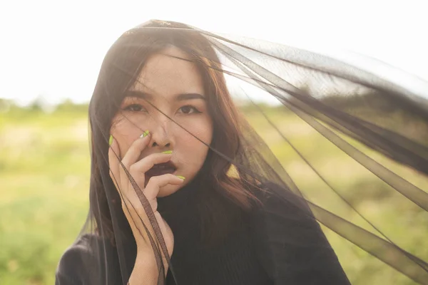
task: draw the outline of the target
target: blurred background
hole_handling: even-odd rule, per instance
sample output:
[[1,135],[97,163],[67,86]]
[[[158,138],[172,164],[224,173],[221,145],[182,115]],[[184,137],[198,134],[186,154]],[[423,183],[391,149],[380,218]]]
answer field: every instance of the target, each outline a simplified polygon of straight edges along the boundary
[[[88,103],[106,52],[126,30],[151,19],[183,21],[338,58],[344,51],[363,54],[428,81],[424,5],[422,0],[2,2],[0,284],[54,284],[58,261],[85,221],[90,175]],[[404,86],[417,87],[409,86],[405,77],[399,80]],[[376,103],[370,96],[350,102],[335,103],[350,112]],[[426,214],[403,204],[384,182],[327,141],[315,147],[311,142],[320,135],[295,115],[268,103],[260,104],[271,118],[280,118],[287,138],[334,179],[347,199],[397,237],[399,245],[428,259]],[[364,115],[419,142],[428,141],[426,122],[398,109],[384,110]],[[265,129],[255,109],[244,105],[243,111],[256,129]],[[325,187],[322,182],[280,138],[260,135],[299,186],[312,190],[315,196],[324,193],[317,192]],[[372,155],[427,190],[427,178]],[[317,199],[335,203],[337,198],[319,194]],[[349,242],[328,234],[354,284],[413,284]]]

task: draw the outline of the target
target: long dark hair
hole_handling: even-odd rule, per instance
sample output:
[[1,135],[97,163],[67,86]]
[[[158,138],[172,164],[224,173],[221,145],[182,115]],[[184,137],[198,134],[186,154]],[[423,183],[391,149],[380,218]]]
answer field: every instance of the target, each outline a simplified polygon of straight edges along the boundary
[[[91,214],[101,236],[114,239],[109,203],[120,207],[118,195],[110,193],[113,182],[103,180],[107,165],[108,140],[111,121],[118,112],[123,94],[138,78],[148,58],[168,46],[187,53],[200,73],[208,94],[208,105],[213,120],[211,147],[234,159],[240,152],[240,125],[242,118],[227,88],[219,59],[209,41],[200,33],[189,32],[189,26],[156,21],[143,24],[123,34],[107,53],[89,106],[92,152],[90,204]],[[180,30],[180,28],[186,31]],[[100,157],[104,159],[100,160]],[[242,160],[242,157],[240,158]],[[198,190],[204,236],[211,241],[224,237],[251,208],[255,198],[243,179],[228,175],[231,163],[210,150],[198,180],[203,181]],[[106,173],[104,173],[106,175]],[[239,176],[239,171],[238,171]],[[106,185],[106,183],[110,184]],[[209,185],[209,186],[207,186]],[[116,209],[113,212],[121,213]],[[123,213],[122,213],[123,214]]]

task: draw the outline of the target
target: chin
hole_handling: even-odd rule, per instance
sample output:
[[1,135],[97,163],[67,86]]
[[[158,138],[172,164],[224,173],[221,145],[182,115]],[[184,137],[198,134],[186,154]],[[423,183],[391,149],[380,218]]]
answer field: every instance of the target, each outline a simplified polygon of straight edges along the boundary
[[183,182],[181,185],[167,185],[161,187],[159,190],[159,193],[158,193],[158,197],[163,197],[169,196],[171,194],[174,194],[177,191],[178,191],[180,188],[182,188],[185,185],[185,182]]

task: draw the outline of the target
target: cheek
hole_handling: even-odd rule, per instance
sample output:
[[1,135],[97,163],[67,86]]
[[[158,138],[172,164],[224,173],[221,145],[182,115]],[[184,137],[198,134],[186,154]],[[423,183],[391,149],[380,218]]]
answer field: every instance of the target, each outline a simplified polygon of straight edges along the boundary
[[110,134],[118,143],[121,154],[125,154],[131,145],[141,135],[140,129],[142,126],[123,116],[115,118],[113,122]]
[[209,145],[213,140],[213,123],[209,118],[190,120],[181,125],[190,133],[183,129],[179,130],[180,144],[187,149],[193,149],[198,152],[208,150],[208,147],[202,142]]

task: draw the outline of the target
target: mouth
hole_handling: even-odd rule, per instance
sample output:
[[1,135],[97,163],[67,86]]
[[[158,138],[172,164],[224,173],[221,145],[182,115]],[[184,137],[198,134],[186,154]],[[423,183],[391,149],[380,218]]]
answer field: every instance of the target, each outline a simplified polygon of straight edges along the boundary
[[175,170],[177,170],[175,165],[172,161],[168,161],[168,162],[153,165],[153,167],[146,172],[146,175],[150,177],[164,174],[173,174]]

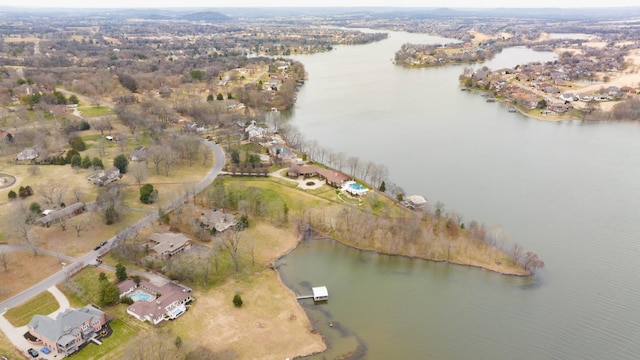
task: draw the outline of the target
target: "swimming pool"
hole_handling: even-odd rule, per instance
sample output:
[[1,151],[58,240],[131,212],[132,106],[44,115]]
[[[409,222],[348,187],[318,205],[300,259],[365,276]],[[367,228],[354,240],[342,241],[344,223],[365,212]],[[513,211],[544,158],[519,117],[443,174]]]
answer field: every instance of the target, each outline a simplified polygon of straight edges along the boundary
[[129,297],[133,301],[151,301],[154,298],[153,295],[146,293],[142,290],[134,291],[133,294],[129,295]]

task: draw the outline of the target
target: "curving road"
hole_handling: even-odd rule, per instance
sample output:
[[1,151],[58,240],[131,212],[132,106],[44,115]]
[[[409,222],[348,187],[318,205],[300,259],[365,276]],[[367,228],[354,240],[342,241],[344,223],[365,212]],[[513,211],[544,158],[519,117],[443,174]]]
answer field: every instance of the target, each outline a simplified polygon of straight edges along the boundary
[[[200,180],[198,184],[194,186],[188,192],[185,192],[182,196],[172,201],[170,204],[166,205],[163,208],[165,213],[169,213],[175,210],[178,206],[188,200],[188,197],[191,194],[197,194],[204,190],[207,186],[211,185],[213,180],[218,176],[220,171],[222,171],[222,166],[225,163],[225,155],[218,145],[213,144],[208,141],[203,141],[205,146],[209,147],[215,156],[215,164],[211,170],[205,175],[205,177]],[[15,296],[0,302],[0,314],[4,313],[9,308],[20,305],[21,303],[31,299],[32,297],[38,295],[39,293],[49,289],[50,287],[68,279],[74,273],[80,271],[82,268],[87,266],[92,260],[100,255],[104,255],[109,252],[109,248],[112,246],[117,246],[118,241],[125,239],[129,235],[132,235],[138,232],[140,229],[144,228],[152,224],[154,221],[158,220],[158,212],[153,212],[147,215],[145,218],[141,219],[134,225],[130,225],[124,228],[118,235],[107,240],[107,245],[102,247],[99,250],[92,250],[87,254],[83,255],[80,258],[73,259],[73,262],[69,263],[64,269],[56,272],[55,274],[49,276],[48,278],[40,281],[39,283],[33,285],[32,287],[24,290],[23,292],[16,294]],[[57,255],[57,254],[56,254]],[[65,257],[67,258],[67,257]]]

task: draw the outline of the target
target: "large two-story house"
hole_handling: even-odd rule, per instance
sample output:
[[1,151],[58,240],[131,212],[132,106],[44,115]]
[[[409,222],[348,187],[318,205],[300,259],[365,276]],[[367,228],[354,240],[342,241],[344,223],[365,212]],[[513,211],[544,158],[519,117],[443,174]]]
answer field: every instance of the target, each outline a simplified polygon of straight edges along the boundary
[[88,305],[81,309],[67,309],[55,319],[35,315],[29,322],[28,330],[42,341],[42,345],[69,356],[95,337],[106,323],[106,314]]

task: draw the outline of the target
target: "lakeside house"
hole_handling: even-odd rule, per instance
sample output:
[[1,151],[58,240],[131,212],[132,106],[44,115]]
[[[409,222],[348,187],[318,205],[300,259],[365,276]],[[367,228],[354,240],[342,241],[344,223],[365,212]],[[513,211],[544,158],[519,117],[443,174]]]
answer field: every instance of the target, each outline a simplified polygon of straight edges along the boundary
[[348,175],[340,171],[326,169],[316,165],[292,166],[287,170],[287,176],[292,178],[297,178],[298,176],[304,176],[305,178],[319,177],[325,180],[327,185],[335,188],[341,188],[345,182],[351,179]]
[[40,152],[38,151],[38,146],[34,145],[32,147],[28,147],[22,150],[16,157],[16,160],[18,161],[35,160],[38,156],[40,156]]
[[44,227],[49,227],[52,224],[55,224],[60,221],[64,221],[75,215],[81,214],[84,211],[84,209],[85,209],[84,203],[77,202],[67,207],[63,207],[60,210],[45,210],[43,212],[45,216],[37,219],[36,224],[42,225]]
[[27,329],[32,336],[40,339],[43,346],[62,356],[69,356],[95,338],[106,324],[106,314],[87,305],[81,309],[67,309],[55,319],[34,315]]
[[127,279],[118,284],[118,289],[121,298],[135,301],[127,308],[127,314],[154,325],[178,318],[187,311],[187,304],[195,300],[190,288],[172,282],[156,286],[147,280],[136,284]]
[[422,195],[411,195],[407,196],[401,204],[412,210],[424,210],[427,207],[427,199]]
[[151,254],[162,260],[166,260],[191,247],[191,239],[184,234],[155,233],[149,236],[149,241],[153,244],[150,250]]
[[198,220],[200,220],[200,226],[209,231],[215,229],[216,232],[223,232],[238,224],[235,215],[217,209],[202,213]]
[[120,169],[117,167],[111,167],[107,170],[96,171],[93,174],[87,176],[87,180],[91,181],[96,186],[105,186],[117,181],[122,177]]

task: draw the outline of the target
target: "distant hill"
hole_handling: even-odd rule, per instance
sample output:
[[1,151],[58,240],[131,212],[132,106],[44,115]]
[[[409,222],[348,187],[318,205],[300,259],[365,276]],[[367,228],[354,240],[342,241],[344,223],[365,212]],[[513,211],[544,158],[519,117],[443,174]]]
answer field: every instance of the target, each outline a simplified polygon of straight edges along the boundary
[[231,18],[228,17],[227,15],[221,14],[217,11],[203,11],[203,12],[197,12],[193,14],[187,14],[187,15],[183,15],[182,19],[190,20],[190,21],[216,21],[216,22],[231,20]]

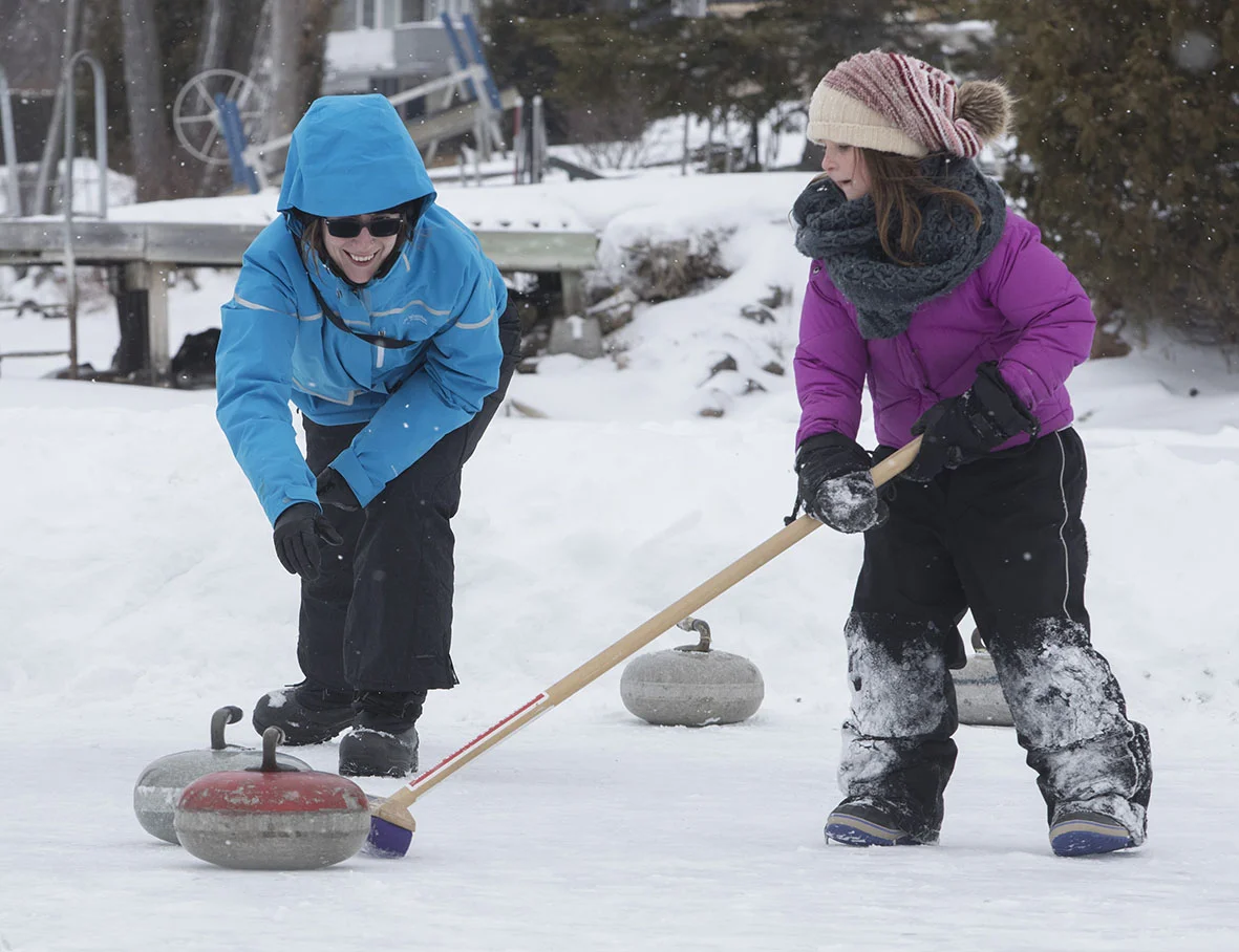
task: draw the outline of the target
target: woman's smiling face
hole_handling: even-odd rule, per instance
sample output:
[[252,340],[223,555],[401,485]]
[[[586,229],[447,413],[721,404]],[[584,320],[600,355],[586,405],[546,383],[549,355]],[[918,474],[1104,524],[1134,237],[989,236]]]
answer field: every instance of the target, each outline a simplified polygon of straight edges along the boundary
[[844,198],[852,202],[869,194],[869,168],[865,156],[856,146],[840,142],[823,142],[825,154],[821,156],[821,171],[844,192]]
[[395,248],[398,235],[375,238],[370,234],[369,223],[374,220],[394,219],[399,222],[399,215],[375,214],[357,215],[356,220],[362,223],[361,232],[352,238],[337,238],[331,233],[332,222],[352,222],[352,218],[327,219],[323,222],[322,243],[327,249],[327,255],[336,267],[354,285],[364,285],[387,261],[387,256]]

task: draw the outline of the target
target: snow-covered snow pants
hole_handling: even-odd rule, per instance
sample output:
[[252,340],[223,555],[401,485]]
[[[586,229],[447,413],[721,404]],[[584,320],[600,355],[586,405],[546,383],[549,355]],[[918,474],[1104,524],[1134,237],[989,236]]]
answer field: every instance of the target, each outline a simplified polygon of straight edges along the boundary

::::::::

Pull out each line of the data that contains the word "house" and copy it in full.

• Written response
target: "large two-story house"
target: "lakeside house"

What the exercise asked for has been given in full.